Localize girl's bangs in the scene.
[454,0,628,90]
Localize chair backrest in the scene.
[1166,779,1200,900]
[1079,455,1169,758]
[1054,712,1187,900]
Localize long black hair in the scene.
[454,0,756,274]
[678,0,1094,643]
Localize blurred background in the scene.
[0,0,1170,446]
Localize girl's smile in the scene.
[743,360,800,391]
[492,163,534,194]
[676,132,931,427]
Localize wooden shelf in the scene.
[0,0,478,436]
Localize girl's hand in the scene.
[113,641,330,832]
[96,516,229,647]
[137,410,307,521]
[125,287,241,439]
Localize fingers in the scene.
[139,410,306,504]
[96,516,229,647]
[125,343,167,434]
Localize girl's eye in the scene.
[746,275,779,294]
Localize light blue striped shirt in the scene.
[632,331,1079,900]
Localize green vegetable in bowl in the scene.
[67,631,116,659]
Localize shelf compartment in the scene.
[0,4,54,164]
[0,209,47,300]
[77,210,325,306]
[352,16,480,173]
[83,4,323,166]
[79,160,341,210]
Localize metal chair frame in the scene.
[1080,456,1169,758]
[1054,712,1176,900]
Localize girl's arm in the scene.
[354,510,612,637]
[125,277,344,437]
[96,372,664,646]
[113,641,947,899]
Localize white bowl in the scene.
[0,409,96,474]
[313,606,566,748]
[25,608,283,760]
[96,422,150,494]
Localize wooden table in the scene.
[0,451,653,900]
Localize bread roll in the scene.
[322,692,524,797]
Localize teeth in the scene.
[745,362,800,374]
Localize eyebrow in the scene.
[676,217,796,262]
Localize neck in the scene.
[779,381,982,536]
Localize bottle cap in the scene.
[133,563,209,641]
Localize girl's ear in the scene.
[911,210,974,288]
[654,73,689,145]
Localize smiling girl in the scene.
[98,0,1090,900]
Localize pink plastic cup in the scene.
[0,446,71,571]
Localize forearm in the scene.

····················

WRITTEN TASK: Copy the stretch from the line containing "Localize girl's ear in the scene." through the end of the items above, requests included, and move every box coordinate in the answers up by 144.

THE ANSWER:
Localize girl's ear in the scene.
[1055,354,1118,432]
[798,217,833,289]
Localize smiling girl in the scene.
[242,144,1234,1044]
Localize pink plastic cup in the scene.
[144,590,215,715]
Localize forearm in the scene.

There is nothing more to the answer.